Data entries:
-*-*-

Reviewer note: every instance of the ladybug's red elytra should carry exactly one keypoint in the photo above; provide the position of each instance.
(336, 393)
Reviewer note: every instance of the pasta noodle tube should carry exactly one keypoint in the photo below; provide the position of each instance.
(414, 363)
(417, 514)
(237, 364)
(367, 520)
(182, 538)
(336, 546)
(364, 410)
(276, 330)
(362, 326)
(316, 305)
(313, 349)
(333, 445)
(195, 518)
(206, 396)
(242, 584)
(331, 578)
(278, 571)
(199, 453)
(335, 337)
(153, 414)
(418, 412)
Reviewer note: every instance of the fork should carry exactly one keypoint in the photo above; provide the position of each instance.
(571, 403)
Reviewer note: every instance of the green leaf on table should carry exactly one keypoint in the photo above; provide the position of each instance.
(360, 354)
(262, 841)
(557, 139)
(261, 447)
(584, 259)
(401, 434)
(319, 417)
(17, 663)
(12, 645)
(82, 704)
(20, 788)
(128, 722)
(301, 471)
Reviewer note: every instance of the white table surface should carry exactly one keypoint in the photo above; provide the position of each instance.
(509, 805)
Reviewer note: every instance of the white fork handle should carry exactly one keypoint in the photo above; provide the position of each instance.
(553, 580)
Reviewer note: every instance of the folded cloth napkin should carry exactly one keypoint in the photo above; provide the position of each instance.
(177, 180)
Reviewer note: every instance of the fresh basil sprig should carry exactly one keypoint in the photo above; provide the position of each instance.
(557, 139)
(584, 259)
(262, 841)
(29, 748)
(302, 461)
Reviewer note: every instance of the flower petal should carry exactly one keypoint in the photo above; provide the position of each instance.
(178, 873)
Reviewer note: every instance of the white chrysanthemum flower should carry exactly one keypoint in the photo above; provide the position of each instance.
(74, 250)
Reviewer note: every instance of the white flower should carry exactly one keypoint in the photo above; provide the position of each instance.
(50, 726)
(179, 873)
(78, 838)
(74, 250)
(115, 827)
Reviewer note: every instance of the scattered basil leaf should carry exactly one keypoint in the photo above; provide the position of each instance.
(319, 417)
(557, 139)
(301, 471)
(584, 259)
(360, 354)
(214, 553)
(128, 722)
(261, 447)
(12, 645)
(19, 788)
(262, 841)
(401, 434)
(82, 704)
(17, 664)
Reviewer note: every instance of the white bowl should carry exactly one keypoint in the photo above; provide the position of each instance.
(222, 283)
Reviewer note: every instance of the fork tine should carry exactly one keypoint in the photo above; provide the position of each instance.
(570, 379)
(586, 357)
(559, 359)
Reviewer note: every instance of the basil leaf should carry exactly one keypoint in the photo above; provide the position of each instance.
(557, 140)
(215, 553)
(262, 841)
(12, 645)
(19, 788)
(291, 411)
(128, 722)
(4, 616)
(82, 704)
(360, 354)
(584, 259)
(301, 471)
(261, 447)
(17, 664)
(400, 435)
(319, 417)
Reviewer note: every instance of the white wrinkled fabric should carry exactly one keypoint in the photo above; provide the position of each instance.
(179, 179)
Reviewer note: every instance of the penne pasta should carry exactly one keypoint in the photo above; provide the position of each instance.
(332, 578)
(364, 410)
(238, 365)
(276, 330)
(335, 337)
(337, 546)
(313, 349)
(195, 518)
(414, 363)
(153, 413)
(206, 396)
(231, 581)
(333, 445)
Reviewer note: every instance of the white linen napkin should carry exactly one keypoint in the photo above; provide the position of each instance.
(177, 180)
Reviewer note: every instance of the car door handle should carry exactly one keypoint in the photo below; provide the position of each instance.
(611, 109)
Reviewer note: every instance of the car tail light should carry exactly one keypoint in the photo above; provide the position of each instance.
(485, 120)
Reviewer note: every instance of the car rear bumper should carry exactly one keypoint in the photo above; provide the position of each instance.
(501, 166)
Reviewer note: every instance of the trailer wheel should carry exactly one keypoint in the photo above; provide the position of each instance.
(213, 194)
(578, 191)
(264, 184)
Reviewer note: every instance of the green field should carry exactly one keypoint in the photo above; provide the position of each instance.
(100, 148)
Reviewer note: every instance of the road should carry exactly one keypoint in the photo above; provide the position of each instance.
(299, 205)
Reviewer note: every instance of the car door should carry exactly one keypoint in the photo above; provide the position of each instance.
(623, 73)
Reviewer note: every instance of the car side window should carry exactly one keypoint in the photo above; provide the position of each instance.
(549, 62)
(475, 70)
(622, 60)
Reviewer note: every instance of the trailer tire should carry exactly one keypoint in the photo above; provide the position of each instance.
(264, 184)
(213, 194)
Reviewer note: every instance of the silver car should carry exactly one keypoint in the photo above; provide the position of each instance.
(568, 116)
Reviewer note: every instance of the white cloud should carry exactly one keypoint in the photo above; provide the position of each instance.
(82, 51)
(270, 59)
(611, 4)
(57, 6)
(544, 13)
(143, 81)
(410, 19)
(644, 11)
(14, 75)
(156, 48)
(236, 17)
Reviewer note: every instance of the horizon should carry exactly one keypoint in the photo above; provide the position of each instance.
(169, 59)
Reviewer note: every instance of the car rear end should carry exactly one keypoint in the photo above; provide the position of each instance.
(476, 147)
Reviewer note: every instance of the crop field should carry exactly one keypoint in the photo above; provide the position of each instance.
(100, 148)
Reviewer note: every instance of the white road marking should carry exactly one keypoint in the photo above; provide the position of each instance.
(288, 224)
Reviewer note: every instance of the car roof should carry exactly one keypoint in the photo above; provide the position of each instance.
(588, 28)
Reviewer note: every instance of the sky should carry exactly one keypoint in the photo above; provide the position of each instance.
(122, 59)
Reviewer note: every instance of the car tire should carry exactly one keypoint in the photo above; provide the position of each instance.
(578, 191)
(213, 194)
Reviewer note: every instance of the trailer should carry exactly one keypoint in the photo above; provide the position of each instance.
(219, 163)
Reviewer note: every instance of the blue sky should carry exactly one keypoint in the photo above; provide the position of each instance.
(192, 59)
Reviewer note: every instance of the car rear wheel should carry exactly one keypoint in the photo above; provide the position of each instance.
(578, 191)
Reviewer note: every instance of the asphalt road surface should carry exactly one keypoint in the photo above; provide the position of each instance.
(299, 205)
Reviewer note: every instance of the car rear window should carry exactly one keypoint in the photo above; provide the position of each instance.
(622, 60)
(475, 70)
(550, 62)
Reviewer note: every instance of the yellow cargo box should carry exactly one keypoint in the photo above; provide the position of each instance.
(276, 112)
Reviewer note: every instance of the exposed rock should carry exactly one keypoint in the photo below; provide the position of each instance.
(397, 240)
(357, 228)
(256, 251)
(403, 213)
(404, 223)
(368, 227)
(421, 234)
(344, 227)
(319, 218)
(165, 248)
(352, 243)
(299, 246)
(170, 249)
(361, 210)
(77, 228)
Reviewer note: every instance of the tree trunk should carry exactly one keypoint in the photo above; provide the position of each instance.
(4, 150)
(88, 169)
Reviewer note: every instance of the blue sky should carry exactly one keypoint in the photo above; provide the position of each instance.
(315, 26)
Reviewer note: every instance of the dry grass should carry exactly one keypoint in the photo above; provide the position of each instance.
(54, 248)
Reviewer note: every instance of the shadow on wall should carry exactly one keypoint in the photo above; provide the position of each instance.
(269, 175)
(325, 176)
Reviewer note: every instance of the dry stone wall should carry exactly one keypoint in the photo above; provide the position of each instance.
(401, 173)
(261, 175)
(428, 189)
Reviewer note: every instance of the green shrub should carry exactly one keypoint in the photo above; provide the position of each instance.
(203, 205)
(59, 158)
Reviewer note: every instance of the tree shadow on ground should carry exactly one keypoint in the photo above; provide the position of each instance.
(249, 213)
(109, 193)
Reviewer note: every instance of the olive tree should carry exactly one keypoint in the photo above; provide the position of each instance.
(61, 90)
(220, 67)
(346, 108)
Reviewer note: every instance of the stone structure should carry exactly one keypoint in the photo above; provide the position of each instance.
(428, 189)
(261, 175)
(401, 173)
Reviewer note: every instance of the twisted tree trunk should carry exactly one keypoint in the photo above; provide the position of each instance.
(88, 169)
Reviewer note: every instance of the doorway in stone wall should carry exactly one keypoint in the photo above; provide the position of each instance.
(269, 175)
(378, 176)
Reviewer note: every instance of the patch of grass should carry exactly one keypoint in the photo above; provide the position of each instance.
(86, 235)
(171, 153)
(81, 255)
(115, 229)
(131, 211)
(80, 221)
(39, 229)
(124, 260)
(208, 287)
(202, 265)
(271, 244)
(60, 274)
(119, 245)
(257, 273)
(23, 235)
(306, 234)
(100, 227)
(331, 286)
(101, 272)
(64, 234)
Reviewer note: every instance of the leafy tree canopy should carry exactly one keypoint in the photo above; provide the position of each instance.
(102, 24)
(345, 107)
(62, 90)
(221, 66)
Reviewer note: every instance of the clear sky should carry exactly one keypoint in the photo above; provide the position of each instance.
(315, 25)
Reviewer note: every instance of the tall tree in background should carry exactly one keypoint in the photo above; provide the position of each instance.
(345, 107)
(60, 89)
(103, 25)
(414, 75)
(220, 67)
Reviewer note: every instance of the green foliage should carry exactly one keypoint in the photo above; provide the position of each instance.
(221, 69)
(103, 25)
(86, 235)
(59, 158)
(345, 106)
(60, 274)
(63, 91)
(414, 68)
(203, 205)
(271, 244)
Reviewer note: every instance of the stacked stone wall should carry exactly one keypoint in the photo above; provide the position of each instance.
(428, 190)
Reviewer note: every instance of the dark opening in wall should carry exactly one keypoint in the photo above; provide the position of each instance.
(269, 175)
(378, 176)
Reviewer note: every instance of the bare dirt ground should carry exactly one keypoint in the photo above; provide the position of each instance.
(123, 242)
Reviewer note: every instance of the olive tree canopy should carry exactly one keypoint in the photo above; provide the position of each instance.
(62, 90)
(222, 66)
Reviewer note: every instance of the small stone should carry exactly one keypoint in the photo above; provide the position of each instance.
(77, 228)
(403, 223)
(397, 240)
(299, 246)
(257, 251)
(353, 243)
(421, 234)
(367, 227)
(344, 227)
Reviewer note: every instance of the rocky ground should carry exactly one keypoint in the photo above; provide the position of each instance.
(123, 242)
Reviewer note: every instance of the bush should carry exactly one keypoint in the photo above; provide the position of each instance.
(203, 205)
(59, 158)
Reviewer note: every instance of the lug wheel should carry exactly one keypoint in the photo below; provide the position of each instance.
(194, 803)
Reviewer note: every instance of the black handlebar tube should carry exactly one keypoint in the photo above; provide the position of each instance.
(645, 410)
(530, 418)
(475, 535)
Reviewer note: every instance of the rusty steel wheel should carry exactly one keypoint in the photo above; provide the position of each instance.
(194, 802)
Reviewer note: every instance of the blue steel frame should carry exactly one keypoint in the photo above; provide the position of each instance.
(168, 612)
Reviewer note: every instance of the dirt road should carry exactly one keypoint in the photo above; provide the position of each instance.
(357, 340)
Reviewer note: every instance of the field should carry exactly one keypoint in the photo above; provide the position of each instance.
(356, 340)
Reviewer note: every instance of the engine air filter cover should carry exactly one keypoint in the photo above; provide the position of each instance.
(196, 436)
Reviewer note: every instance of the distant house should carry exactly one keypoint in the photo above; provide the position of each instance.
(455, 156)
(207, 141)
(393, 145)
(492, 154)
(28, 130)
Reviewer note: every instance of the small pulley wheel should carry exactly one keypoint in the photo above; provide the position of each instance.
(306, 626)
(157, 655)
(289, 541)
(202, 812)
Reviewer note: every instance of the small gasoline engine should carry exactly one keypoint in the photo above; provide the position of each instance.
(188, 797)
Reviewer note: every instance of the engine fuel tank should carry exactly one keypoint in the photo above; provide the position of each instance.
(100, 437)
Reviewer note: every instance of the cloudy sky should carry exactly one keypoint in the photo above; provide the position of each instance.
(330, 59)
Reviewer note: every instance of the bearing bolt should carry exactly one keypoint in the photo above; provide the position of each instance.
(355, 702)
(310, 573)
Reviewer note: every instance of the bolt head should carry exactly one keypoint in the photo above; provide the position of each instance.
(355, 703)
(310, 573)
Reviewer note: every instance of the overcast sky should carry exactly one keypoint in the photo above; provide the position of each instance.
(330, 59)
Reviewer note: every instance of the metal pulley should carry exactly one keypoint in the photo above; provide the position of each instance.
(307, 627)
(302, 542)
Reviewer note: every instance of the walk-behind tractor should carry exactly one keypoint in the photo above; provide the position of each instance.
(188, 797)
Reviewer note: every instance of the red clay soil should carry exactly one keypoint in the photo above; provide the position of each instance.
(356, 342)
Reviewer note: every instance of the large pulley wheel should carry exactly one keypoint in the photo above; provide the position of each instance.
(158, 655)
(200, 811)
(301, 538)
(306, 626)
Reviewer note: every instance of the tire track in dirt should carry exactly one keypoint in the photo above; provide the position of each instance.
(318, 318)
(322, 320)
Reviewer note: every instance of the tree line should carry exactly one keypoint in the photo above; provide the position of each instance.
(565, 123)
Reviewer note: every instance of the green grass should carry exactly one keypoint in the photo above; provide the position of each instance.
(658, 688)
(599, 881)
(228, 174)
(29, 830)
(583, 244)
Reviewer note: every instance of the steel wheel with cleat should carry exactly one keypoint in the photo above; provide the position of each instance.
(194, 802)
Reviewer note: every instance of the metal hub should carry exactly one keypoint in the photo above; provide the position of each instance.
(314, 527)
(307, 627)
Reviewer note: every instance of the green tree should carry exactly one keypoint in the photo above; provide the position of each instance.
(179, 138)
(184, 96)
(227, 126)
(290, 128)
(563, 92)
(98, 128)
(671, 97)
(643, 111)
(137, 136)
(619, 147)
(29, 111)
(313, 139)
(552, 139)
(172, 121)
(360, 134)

-*-*-

Please extract exactly, and only, the lines from the line containing "Reviewer note: every instance of the red" through the last line of the records.

Exercise answer:
Reviewer note: every instance of the red clay soil should carry exactly one keypoint in the photo above; provide the position of each instance.
(356, 342)
Reviewer note: every instance of the large pulley wheel should carry exactly one keypoint in the photo above; provide the position of each instance.
(158, 655)
(200, 811)
(301, 538)
(306, 626)
Reviewer note: every instance of the tire track in dirt should carry exactly one keypoint in the photo above; provide the position of each instance.
(318, 318)
(322, 320)
Reviewer note: every instance of the tree line should carry exactly one keypoint in the photo above; provide the position of each instance.
(565, 123)
Reviewer note: every instance of the green grass should carry exactly one keypoint in the photo above; provide the position of each instance.
(658, 688)
(599, 881)
(228, 174)
(29, 830)
(583, 244)
Reviewer note: every instance of the steel wheel with cleat should carry exactly one keypoint in the photo above; provide the position of each instance.
(194, 802)
Reviewer note: every instance of the metal hub should carry exactly one keypoint in the photo above; provide the position of each instance.
(314, 527)
(307, 627)
Reviewer note: every instance of the green tree should carry exactly one keypoint in the photo above; provide the position of each instance.
(179, 138)
(184, 96)
(227, 126)
(290, 128)
(563, 92)
(98, 128)
(671, 97)
(643, 111)
(137, 136)
(619, 147)
(29, 111)
(313, 139)
(552, 139)
(172, 121)
(360, 134)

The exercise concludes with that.